**Problem to work on**
Gather each line of the material below that contains the string "door", and copy every such line in full. Case counts.
## START
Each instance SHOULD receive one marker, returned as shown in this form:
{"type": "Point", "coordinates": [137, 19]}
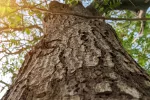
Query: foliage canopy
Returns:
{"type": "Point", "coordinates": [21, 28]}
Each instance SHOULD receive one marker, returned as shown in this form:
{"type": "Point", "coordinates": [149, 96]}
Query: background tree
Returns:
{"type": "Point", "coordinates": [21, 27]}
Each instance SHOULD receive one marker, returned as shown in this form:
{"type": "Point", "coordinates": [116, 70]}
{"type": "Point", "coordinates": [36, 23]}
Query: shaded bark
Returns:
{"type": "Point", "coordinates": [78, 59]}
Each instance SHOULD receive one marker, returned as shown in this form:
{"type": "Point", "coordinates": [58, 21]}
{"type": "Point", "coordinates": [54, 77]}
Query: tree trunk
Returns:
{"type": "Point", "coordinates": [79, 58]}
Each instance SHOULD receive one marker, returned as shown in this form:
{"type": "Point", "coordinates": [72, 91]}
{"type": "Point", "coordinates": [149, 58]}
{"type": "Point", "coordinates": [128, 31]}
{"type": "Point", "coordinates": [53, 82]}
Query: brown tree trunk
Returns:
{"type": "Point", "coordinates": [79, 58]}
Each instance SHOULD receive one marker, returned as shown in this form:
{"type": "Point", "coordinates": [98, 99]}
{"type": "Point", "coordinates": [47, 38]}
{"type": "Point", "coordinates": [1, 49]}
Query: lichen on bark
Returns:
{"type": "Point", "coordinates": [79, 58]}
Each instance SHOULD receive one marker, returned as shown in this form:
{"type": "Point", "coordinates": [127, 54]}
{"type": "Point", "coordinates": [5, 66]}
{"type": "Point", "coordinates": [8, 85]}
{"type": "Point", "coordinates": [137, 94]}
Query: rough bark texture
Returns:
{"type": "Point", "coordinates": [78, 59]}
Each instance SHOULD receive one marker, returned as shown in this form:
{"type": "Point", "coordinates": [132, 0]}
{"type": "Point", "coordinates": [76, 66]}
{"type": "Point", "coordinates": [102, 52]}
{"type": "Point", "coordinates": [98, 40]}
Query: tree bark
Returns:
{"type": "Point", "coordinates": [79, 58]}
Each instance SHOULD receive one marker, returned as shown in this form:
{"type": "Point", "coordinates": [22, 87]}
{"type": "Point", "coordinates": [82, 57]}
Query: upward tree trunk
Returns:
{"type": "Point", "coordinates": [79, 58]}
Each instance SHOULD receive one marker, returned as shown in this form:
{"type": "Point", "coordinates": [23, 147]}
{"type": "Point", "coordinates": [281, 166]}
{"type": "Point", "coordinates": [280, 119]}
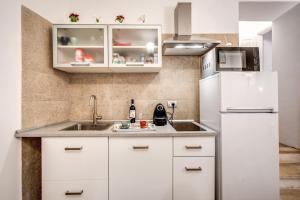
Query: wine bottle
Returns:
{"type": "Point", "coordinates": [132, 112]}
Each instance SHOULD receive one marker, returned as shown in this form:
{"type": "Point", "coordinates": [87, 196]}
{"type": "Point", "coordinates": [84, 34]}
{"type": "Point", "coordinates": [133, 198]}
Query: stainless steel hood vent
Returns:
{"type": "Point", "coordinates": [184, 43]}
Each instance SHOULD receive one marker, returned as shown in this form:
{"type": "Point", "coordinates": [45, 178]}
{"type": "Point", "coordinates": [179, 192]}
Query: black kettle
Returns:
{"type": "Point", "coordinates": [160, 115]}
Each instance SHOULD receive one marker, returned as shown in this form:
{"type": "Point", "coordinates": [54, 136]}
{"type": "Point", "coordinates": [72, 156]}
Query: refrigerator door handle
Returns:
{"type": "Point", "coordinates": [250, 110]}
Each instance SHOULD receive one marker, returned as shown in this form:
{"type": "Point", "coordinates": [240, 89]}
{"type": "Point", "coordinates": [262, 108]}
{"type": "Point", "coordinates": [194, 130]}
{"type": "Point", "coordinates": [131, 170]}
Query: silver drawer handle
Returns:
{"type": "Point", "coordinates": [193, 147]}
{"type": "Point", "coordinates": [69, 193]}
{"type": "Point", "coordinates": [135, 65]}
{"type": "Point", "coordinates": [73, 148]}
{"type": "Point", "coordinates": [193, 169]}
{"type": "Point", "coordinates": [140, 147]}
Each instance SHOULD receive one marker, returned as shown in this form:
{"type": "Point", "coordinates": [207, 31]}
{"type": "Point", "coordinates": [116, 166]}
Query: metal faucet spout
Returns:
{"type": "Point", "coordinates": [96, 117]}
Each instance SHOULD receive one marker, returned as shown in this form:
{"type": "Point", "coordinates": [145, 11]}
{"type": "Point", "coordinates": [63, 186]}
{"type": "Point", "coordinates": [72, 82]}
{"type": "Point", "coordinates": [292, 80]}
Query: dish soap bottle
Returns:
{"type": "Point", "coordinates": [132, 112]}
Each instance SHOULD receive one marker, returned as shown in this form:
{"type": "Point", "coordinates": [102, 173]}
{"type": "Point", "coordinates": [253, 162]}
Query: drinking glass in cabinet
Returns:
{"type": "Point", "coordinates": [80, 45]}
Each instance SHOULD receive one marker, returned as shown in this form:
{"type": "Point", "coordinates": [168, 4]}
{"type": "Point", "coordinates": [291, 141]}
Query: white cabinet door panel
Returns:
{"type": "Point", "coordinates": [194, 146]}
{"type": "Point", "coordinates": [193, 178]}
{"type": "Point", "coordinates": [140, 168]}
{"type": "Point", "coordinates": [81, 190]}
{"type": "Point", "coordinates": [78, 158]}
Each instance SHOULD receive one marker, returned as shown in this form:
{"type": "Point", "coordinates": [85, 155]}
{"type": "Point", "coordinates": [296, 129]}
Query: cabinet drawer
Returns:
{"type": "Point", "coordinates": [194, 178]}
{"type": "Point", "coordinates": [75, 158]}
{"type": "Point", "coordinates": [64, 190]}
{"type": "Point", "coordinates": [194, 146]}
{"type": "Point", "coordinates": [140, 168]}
## END
**Response below**
Query: refrigerator door handle
Query: white cabinet door panel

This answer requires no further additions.